- **Extract provided**
To some, the Catholic Church's consistent teaching against birth control may seem outdated. Yet with each passing year, evidence of contraception's negative consequences keeps piling up, revealing profound repercussions on women, children, families, and society.

Some Contraceptives Can Cause Early Abortions

Advocates of contraception claim it doesn't cause abortions. However, that claim rests on an inaccurate redefinition of "pregnancy" as beginning only after an embryo successfully implants in the mother's uterus. This, then, excludes from the meaning of abortion all pills and devices that cause the death of an embryo before implantation. Yet it's scientifically indisputable that a new human life begins when an embryo first forms at fertilization—6 to 8 days before implantation.

Physicians' textbooks and handbooks reveal that some types of contraception sometimes work by preventing a living, developing, embryonic baby from reaching the uterus and successfully implanting, which results in his or her death.1

Physical Risks for Women

Contraception also presents significant health risks for women. Combined oral contraceptives (COCs), as well as contraceptive patches and the "ring," have long been known to cause cancer (of the breast, cervix, and liver).2 They also substantially increase the risk of potentially life-threatening blood clots,3 which have resulted in heart attacks, strokes, and hundreds of deaths in healthy young women. 

Through the Church's teaching, God invites us to a fuller, richer, deeper way of life and love.

Intrauterine devices (IUDs) present other risks. For example, the following are just some of the warnings by the Food and Drug Administration (FDA) about one common IUD: septic shock and death may occur in the event of pregnancy; about half of pregnancies are ectopic; the device may embed, perforate, or penetrate the uterine wall, resulting in its migration outside the [uterus], adhesions, peritonitis, intestinal perforation/obstruction, abscesses, and erosion of adjacent internal organs.4

From Pill to Poverty

Without the contraceptive pill, the sexual revolution couldn't have happened. Few women were willing to risk pregnancy outside of marriage. Economist George Akerlof has shown how that dynamic abruptly changed with the contraceptive pill, leading to "the feminization of poverty."5

Told that the pill would prevent pregnancy, women had sex without the promise of marriage. Because women controlled the decision to contracept, give birth, or undergo abortion, however, many men reasoned that they were not responsible for children conceived outside marriage. Indicating men's denial of responsibility: "Shotgun marriages" soon plummeted, while out-of-wedlock births nearly tripled. In less than two decades (1965-1984), abortions among unmarried women grew from an annual 88,000 to 1,271,000.

- **Listed records**
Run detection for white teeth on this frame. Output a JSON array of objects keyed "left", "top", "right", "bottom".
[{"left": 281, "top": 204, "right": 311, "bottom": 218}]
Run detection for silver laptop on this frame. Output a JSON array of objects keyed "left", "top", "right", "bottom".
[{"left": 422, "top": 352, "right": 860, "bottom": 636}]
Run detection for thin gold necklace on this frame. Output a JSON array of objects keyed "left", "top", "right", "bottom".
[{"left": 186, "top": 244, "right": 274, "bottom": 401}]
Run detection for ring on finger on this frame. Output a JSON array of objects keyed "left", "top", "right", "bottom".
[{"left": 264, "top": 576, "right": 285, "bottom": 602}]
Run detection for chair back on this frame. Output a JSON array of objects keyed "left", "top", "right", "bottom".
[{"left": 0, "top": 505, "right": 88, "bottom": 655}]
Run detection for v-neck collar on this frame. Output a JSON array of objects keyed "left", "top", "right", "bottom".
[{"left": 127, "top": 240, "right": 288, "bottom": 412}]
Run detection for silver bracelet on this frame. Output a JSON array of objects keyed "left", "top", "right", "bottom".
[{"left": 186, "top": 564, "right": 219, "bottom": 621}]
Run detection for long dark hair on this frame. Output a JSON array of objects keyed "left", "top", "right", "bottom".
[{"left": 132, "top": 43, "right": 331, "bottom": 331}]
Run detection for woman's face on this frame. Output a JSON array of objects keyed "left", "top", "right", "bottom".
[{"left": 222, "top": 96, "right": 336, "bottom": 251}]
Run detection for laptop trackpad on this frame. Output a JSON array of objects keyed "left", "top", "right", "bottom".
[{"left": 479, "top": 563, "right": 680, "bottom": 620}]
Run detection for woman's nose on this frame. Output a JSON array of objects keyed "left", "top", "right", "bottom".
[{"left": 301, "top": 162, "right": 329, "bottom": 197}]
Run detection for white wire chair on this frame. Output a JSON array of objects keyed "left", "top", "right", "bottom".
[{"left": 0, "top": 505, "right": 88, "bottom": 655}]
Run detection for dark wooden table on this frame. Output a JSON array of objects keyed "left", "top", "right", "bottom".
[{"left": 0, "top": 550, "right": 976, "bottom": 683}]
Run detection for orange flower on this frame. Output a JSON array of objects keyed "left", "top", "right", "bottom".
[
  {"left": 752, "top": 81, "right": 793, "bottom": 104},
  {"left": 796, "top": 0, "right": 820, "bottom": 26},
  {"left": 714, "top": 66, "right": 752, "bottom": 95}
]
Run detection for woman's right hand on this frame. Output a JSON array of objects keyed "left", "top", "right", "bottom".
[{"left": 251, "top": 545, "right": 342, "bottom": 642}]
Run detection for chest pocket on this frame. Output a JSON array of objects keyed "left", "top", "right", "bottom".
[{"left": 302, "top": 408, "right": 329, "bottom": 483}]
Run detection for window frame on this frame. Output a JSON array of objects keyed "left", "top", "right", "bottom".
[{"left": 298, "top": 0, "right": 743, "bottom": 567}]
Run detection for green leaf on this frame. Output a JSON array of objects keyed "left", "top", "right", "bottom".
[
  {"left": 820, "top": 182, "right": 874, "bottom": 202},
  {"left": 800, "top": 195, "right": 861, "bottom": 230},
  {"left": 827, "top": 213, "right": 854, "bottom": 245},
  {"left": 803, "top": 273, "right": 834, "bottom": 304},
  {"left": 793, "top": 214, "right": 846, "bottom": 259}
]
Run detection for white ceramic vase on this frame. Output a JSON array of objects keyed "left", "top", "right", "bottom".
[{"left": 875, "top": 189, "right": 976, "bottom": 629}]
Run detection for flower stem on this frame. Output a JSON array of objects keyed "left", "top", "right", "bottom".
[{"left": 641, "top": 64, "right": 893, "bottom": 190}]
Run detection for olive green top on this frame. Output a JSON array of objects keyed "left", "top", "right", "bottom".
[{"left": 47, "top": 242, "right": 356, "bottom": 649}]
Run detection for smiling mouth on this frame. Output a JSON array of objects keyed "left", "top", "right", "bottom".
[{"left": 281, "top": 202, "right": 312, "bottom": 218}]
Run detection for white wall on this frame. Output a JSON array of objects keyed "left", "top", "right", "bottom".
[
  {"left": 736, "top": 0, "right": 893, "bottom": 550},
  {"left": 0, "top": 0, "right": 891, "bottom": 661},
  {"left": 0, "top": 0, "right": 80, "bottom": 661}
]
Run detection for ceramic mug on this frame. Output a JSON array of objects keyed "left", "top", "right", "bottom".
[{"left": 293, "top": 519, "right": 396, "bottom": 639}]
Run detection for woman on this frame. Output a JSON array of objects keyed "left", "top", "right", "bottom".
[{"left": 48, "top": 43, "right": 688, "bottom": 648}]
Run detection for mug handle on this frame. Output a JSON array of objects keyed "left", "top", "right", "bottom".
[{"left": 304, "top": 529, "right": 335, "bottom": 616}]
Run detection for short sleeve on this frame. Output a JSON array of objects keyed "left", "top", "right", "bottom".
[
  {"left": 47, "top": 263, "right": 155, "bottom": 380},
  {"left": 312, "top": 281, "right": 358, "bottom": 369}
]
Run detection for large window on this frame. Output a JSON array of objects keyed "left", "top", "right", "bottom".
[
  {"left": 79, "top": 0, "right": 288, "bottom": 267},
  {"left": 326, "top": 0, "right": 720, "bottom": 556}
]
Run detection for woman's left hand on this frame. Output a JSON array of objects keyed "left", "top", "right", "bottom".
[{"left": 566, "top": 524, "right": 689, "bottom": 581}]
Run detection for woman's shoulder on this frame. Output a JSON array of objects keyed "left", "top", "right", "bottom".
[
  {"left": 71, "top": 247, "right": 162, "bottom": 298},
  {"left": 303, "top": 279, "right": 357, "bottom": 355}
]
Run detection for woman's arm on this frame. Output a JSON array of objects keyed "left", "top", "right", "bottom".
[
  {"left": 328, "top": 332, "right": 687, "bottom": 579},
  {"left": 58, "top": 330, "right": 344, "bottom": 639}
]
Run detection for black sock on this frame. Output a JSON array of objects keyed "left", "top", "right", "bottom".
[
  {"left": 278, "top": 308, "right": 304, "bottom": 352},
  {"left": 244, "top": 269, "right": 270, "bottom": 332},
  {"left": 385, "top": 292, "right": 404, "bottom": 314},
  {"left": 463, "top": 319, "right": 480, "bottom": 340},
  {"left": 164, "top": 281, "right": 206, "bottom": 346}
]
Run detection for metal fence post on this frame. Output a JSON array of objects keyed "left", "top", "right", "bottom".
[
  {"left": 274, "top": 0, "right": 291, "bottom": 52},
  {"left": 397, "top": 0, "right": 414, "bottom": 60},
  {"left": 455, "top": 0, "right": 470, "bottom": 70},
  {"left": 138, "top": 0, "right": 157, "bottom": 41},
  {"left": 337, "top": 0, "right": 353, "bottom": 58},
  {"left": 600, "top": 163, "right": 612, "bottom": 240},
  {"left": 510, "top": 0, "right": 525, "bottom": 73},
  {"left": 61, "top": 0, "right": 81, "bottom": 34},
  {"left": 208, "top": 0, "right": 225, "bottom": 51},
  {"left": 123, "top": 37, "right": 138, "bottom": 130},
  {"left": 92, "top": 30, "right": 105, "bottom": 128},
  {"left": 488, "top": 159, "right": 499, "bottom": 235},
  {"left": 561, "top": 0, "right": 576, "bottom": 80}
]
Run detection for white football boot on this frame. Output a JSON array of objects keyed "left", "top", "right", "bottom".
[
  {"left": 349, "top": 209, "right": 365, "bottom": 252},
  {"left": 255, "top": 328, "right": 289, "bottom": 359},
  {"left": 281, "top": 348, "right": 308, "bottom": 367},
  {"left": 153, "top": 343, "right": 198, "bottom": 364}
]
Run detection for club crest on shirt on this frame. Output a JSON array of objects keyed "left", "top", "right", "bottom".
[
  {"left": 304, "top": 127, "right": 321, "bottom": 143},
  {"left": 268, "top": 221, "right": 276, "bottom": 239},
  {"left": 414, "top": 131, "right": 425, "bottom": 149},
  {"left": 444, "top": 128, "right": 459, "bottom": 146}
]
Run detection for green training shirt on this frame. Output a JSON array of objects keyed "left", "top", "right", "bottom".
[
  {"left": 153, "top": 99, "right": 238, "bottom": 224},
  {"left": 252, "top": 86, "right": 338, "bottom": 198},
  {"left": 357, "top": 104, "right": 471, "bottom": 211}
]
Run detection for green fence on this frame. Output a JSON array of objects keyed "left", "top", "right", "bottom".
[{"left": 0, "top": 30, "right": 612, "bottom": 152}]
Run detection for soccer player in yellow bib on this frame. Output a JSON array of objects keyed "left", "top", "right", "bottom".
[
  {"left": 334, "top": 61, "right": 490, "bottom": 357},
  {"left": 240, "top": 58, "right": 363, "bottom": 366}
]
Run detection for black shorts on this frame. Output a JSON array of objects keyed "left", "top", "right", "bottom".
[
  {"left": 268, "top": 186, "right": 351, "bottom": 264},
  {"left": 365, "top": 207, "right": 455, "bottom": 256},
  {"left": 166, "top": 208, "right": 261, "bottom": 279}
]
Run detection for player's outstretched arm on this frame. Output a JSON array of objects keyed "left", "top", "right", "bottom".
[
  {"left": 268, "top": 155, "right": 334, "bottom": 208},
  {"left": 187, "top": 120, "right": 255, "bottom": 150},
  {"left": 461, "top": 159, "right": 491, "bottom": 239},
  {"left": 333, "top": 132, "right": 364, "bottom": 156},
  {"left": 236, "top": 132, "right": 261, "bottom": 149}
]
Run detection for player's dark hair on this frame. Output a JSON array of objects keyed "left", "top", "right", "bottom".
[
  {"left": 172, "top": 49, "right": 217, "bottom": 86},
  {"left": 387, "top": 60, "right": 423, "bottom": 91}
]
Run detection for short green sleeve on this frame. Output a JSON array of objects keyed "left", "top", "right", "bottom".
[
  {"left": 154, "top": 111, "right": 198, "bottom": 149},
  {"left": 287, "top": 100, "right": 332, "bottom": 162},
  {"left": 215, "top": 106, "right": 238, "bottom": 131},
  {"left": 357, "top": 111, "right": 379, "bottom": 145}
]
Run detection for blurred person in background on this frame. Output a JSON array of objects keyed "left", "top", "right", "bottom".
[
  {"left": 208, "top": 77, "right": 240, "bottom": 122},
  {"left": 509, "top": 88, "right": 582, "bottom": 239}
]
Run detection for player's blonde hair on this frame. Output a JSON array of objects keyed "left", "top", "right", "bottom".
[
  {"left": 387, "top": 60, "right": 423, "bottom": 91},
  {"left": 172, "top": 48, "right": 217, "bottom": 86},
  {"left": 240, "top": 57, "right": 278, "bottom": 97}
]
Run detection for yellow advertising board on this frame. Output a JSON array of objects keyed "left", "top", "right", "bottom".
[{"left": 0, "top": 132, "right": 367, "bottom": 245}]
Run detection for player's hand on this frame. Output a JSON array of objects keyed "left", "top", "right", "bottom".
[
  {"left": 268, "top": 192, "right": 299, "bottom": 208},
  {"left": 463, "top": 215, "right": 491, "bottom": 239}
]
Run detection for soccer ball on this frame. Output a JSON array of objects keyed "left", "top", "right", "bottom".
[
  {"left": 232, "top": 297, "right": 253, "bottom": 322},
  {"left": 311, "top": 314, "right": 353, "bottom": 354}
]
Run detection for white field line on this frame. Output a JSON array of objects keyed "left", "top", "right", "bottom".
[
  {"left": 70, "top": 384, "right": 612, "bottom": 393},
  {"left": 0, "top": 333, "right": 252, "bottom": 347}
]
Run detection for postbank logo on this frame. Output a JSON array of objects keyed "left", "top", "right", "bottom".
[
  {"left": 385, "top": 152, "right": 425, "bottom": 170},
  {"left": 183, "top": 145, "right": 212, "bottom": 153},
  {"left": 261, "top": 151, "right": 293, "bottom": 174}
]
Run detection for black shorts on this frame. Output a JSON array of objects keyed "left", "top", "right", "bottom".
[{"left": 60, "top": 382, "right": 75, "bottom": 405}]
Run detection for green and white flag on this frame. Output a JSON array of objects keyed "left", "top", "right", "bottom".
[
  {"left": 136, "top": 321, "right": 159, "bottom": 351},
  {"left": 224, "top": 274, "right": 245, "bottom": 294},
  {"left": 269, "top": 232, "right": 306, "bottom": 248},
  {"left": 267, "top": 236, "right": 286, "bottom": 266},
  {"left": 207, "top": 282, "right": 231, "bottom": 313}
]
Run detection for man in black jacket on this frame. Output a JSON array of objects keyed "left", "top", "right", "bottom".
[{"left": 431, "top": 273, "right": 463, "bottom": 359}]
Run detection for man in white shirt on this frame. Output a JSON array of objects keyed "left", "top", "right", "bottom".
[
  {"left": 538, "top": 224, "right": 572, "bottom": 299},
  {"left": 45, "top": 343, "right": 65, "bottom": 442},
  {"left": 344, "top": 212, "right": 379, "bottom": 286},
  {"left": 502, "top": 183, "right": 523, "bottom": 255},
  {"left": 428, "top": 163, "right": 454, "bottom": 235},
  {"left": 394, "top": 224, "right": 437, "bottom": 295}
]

- **Prompt**
Rewrite the passage of the article on contraception starting at "To some, the" and ending at "days before implantation.", changing "implantation" to "nidation". None of the lines is needed here.

- **Exercise answer**
To some, the Catholic Church's consistent teaching against birth control may seem outdated. Yet with each passing year, evidence of contraception's negative consequences keeps piling up, revealing profound repercussions on women, children, families, and society.

Some Contraceptives Can Cause Early Abortions

Advocates of contraception claim it doesn't cause abortions. However, that claim rests on an inaccurate redefinition of "pregnancy" as beginning only after an embryo successfully implants in the mother's uterus. This, then, excludes from the meaning of abortion all pills and devices that cause the death of an embryo before nidation. Yet it's scientifically indisputable that a new human life begins when an embryo first forms at fertilization—6 to 8 days before nidation.